→ **TASK DIRECTIONS**
Put the records, from their start through the line containing "positive clicks: (240, 239)", into a JSON list of strings with one string per line and blank lines left out.

→ **MATERIAL FOR THIS TASK**
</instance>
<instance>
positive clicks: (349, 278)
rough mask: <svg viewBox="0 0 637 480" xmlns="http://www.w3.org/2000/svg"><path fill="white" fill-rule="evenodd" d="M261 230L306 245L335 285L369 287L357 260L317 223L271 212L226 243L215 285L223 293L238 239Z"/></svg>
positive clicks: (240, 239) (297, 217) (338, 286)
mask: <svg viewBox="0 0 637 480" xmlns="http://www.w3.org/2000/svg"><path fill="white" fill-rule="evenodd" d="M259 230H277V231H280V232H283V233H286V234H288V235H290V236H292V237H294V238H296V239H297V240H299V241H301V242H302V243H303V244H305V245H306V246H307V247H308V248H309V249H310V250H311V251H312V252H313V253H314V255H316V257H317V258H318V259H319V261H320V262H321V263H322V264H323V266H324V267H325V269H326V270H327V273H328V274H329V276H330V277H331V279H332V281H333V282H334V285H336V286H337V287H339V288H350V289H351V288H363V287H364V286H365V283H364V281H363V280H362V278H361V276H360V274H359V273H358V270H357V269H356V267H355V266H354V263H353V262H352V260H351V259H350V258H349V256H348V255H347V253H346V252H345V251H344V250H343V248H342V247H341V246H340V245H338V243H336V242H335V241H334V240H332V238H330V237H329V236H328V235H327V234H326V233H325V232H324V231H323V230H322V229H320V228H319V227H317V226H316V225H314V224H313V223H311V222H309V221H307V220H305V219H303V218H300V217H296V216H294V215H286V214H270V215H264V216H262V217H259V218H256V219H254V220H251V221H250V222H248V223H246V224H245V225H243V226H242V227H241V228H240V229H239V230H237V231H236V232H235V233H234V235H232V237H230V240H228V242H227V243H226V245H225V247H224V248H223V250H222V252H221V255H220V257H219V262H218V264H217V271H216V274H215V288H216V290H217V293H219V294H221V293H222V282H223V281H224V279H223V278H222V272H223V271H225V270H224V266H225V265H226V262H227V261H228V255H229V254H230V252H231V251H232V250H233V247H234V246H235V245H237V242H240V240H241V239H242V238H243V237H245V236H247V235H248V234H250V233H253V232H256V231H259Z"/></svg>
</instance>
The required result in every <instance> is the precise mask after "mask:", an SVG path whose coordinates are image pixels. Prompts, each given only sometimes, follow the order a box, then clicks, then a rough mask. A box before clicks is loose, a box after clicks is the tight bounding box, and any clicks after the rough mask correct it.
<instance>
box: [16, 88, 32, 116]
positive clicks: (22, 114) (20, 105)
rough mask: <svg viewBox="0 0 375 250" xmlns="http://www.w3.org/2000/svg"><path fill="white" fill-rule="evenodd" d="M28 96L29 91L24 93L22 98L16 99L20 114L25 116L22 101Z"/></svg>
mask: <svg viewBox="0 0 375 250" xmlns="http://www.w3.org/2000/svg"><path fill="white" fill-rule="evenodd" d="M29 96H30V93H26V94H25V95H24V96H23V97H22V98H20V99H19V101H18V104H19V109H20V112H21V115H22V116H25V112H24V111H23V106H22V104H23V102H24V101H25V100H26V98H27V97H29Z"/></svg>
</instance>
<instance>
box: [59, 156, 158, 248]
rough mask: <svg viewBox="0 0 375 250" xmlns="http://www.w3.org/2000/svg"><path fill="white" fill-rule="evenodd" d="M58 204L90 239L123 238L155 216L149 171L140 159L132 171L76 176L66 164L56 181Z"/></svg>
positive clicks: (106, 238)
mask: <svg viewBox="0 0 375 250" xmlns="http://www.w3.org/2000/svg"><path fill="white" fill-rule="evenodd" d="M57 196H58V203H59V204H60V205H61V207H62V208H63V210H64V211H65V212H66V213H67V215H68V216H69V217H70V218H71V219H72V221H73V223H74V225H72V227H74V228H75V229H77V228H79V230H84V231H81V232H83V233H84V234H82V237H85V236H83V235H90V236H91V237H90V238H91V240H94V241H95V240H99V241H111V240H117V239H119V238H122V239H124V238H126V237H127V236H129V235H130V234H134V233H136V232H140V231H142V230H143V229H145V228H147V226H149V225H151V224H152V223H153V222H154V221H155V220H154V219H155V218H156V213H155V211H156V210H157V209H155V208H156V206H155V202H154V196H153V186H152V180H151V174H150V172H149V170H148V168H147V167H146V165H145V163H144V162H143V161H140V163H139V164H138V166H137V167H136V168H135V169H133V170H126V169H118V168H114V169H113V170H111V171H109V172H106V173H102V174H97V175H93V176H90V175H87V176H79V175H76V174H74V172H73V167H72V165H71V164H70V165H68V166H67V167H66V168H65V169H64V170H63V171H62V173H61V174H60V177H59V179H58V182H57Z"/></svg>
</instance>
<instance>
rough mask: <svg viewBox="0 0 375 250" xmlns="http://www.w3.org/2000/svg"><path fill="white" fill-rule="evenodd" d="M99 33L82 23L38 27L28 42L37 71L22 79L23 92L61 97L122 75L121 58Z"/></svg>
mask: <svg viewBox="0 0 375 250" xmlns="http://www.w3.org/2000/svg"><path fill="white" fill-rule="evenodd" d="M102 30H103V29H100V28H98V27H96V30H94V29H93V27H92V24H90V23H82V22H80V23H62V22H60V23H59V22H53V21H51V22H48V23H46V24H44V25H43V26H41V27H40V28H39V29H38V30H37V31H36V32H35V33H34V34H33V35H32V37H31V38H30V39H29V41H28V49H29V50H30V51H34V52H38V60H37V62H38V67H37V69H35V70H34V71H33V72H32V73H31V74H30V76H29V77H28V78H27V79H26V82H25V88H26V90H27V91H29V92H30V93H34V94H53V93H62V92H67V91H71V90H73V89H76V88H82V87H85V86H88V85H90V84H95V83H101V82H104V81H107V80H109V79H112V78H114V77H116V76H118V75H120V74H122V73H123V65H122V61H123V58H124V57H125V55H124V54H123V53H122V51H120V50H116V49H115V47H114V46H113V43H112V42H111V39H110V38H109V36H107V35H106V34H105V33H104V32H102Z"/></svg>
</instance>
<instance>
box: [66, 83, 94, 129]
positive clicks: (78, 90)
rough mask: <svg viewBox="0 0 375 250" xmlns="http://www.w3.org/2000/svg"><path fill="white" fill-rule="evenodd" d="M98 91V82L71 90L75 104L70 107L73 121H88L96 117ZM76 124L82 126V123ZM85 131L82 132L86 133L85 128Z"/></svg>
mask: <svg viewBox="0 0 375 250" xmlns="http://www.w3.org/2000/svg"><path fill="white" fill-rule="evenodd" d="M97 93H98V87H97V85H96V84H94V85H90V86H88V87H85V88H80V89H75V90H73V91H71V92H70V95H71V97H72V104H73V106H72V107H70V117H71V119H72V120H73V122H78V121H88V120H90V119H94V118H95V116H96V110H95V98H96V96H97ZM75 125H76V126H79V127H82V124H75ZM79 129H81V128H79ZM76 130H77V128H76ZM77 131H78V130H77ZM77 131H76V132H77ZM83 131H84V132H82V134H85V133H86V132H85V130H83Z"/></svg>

→ **YOUR RESPONSE**
[
  "</instance>",
  "<instance>",
  "positive clicks: (349, 278)",
  "rough mask: <svg viewBox=\"0 0 637 480\" xmlns=\"http://www.w3.org/2000/svg\"><path fill=\"white\" fill-rule=\"evenodd\" d=\"M261 230L306 245L335 285L369 287L357 260L317 223L271 212L226 243L215 285L223 293L238 239Z\"/></svg>",
  "positive clicks: (240, 239) (297, 217) (338, 286)"
]